» **Set exercise**
Update the data below by changing "outdoor light fixture" to "exterior lamp" and leaving everything else unchanged.
☆ ☆ ☆ ☆
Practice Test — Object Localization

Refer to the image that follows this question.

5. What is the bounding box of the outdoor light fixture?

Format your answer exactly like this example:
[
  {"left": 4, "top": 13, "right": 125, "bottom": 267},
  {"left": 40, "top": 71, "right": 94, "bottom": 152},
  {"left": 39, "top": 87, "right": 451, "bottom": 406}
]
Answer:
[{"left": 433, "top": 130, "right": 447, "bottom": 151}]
☆ ☆ ☆ ☆
» **Response for this exercise**
Practice Test — Object Localization

Refer to the image that follows this question.

5. What is the bounding box of the exterior lamp?

Format your answer exactly like this example:
[
  {"left": 4, "top": 13, "right": 125, "bottom": 267},
  {"left": 40, "top": 71, "right": 94, "bottom": 152},
  {"left": 39, "top": 87, "right": 451, "bottom": 406}
]
Answer:
[{"left": 433, "top": 130, "right": 447, "bottom": 151}]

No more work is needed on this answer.